Items from a dataset:
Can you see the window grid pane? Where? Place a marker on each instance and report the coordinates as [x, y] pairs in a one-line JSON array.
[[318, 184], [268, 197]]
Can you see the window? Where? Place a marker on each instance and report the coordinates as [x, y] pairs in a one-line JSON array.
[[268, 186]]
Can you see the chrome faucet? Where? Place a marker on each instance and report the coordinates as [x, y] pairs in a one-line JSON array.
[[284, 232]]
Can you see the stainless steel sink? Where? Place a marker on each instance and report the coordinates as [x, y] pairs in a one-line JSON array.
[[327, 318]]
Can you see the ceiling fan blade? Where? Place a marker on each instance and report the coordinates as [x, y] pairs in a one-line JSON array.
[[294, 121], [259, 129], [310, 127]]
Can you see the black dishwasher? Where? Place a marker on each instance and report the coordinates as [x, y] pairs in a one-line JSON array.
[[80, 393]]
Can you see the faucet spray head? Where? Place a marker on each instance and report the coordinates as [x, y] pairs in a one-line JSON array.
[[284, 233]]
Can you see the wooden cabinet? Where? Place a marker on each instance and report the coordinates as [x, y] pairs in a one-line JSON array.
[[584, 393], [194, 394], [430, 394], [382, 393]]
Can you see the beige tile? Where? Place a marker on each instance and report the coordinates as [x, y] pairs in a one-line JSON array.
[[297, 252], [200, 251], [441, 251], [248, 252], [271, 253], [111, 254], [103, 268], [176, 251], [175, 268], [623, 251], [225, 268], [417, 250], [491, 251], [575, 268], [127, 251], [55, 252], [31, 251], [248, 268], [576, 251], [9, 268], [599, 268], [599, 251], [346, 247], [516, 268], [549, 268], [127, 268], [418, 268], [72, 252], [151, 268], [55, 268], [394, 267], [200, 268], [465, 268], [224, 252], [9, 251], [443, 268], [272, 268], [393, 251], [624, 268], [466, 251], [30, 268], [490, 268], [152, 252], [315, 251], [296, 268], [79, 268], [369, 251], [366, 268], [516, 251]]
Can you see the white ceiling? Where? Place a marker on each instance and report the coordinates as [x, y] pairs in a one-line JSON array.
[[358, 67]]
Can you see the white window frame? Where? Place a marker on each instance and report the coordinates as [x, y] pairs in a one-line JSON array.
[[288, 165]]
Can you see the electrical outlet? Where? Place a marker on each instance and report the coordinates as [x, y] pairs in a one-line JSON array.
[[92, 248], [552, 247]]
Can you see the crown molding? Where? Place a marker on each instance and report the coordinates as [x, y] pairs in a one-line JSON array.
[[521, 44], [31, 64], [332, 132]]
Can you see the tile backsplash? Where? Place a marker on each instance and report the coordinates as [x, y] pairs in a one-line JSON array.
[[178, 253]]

WHAT YOU NEED TO DO:
Convert every line of the listing above into a numbered list, omitting blank lines.

WORKED ANSWER:
1. Can you see the window grid pane? Where? Place a marker on each instance and report the coordinates as [x, y] pairs in a one-line JSON array.
2. [[318, 184], [268, 197]]
3. Can you see the window? Where? Place a marker on each instance and report the coordinates as [x, y] pairs in a one-line JSON array.
4. [[268, 186]]
5. Can you see the chrome faucet? Where? Place a marker on each instance and report the coordinates as [x, y] pairs in a one-line JSON array.
6. [[284, 232]]
7. Can you see the stainless steel sink? Where? Place a marker on each instance and report the coordinates as [x, y] pairs in a one-line JSON array.
8. [[327, 318]]
9. Can you see the ceiling fan blade? Where? Place a marker on each instance and report the coordinates as [x, y] pairs in a one-line JSON array.
10. [[294, 121], [259, 129], [310, 127]]
11. Can you see the black dishwasher? Where? Place a marker on each instance and report the coordinates as [x, y] pairs in a one-line JSON array.
12. [[80, 393]]
13. Can you see the faucet spray head? Where? Place a marker on each instance and report the coordinates as [x, y] pairs in a one-line JSON array.
14. [[284, 233]]
15. Can you see the wooden cabinet? Where? Place a marker on each instance and report the coordinates as [x, y] pairs in a one-line JSON array.
16. [[584, 393], [194, 394], [430, 394], [382, 393]]
17. Can you see the beige tile? Where? Place a marker on each instance and report the coordinates as [x, y] pairs in a one-line JSON array.
18. [[297, 252], [200, 251], [441, 251], [248, 252], [271, 253], [111, 254], [103, 268], [176, 251], [175, 268], [623, 251], [225, 268], [417, 250], [491, 251], [575, 268], [127, 251], [55, 252], [31, 251], [248, 268], [576, 251], [9, 268], [599, 268], [599, 251], [346, 247], [516, 268], [549, 268], [127, 268], [418, 268], [72, 252], [151, 268], [55, 268], [394, 267], [200, 268], [465, 268], [224, 252], [9, 251], [443, 268], [272, 268], [393, 251], [624, 268], [466, 251], [30, 268], [490, 268], [152, 252], [315, 251], [296, 268], [79, 268], [369, 251], [366, 268], [516, 251]]
19. Can you see the white ceiling? Where? Place a marker on each instance and report the coordinates as [x, y] pairs in a one-line JSON array.
20. [[358, 67]]
21. Can you see the white window frame? Where? Place a marker on each instance and report the coordinates as [x, y] pairs in a one-line JSON array.
22. [[288, 165]]
23. Can you see the electrical outlet? Where? Place a marker on each instance and report the coordinates as [x, y] pairs in a one-line JSON array.
24. [[92, 248], [552, 247]]
25. Can you see the crown molding? Where? Place a marker on each instance and report the coordinates as [x, y] pairs in a one-line JSON array.
26. [[521, 44], [31, 64], [332, 132]]
27. Can you see the tile backsplash? Where? Place a marker on each instance and report the coordinates as [x, y] pairs in a one-line JSON array.
28. [[178, 253]]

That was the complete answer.